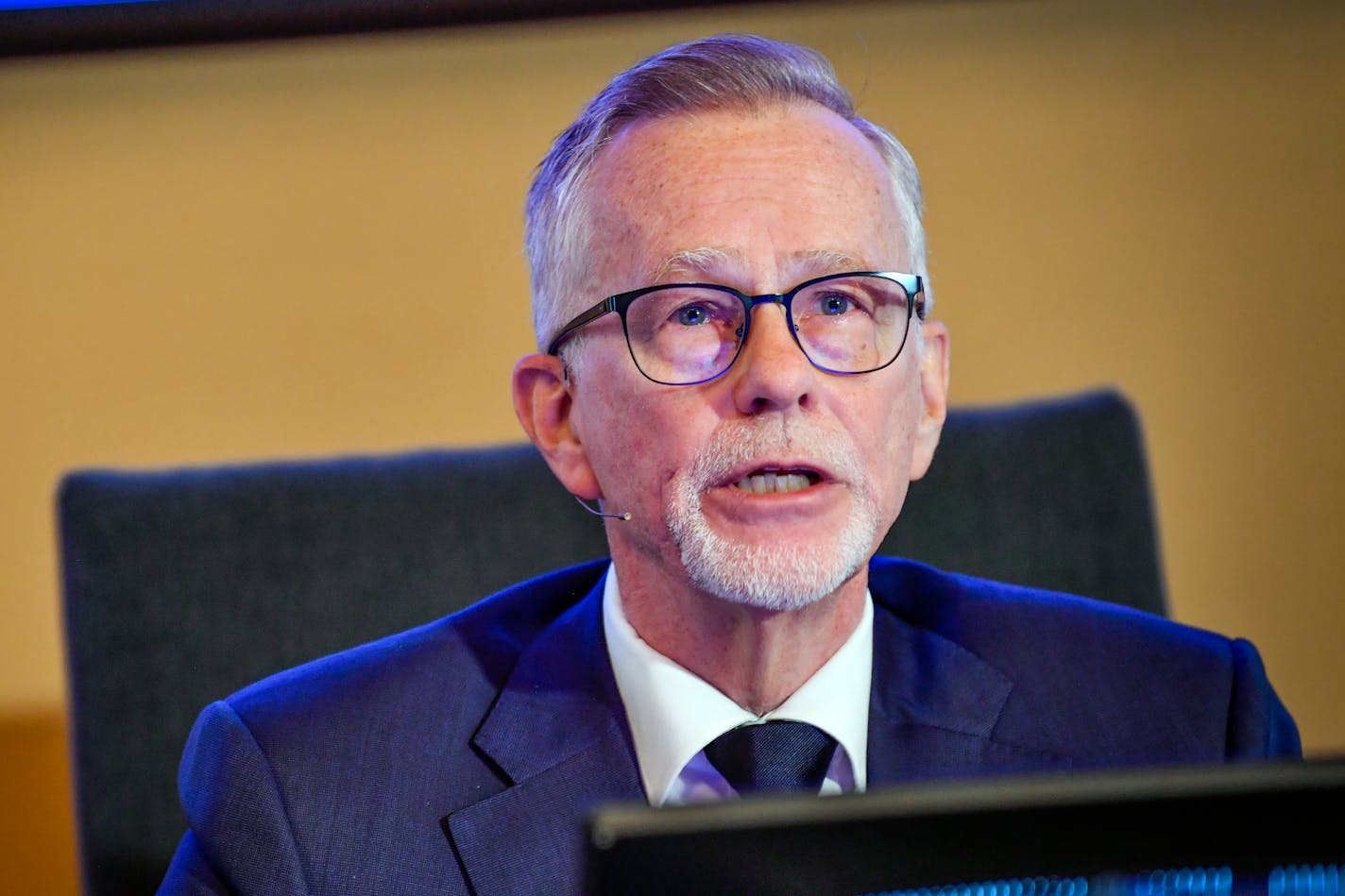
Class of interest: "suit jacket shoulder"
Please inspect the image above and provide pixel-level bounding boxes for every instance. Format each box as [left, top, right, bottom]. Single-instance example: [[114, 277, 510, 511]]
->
[[160, 563, 623, 896], [870, 557, 1301, 776]]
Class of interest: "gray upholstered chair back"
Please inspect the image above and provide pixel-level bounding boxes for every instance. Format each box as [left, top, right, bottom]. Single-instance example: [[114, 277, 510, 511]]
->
[[60, 392, 1165, 896]]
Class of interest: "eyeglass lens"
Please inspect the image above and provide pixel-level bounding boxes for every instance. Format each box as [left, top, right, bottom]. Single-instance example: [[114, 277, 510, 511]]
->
[[625, 275, 911, 385]]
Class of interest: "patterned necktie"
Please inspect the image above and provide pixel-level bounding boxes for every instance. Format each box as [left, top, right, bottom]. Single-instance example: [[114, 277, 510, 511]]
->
[[705, 719, 837, 794]]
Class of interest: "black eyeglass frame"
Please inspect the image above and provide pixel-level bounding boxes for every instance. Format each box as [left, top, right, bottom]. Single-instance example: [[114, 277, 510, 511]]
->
[[546, 270, 926, 386]]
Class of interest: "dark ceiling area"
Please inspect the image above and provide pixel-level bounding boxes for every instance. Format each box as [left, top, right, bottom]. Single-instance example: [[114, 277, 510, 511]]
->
[[0, 0, 785, 57]]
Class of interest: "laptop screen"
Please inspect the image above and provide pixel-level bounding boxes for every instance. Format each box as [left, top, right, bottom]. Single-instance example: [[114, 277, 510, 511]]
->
[[587, 760, 1345, 896]]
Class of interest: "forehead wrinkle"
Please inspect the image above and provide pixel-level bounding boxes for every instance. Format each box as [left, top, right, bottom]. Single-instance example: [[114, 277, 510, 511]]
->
[[650, 246, 873, 288]]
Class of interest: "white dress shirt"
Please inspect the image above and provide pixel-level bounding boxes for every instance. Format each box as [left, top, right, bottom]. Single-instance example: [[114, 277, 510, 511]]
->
[[603, 565, 873, 806]]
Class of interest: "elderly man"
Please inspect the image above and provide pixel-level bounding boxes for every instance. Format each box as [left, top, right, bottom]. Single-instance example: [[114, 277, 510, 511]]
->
[[154, 36, 1300, 896]]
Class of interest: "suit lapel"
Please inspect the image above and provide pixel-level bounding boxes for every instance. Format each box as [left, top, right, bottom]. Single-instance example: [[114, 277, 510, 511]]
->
[[447, 579, 643, 896]]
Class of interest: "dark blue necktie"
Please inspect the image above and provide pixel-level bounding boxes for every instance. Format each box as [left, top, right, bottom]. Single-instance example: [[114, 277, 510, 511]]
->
[[705, 719, 837, 794]]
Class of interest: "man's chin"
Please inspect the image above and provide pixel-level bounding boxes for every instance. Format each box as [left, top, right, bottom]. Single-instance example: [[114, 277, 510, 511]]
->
[[678, 528, 872, 611]]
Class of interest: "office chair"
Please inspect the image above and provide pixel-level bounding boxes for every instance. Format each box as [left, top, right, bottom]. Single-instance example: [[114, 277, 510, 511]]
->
[[60, 390, 1166, 896]]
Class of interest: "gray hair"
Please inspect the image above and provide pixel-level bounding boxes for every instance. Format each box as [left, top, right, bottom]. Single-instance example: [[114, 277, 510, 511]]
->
[[523, 34, 929, 349]]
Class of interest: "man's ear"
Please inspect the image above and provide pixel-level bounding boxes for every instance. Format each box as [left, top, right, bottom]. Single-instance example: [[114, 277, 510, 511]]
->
[[514, 354, 603, 500], [911, 320, 948, 481]]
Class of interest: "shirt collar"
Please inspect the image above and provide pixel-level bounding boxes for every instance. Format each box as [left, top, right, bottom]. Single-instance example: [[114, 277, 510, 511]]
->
[[603, 566, 873, 806]]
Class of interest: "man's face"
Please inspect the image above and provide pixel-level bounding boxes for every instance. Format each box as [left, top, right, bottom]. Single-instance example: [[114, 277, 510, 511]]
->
[[546, 104, 945, 609]]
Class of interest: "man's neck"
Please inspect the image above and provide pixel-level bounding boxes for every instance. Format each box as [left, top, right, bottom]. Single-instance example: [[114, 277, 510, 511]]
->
[[615, 558, 867, 715]]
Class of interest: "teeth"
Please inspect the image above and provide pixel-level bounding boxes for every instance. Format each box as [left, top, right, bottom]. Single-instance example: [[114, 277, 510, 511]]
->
[[735, 469, 811, 495]]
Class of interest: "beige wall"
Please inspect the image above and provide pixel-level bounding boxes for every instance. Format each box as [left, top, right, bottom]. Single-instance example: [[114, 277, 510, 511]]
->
[[0, 0, 1345, 877]]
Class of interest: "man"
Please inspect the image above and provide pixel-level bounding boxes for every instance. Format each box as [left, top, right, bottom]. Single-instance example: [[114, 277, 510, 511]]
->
[[154, 36, 1300, 896]]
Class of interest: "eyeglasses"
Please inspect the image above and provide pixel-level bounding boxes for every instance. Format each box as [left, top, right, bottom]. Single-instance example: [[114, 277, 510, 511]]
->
[[546, 270, 924, 386]]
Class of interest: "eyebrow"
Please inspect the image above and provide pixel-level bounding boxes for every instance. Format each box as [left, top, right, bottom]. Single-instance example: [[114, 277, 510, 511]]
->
[[650, 246, 870, 282]]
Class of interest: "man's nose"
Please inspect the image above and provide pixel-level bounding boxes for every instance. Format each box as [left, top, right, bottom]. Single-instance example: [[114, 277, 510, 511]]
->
[[730, 303, 818, 414]]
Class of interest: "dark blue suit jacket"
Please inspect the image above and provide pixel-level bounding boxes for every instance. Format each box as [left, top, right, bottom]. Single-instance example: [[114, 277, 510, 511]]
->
[[160, 558, 1300, 896]]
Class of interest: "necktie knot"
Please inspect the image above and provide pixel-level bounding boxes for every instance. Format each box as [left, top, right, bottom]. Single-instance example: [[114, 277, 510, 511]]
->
[[705, 719, 837, 794]]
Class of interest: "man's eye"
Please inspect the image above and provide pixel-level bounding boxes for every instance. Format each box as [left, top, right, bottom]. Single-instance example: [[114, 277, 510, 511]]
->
[[818, 294, 853, 314], [672, 305, 710, 327]]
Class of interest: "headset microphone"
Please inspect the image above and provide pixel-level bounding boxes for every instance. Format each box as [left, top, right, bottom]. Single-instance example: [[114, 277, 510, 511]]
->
[[574, 495, 631, 519]]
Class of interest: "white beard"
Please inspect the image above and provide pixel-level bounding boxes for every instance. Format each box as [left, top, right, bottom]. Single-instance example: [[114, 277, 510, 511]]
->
[[664, 417, 881, 611]]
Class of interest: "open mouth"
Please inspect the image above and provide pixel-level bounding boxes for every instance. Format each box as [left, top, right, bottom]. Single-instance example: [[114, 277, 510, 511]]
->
[[733, 469, 822, 495]]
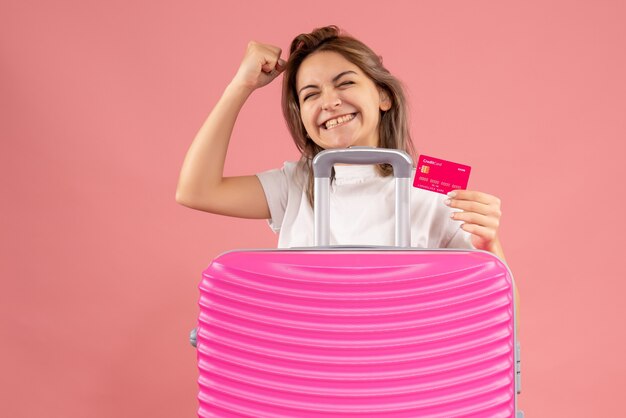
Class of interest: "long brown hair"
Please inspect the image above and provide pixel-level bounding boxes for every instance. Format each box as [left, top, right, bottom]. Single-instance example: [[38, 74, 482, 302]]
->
[[282, 25, 415, 206]]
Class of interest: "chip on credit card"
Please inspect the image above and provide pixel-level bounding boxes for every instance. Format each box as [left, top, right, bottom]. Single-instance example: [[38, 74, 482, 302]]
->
[[413, 155, 472, 194]]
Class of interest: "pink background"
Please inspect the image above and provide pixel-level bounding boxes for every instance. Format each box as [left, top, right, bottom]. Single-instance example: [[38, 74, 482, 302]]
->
[[0, 0, 626, 418]]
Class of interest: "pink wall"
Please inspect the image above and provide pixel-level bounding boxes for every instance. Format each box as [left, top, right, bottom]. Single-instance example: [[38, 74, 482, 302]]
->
[[0, 0, 626, 418]]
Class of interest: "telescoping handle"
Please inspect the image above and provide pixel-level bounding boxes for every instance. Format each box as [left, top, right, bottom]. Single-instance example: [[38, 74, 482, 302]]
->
[[313, 147, 413, 247]]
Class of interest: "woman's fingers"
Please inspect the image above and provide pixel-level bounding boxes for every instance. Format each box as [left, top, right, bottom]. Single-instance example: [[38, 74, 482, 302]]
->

--------------------------------------------------

• [TASK OBJECTIVE]
From the entries above, pick out every line that contains the word "necktie" and copy each one.

• [SOLUTION]
Class of interest: "patterned necktie"
Class of interest: "dark blue necktie"
Class of interest: "necktie knot"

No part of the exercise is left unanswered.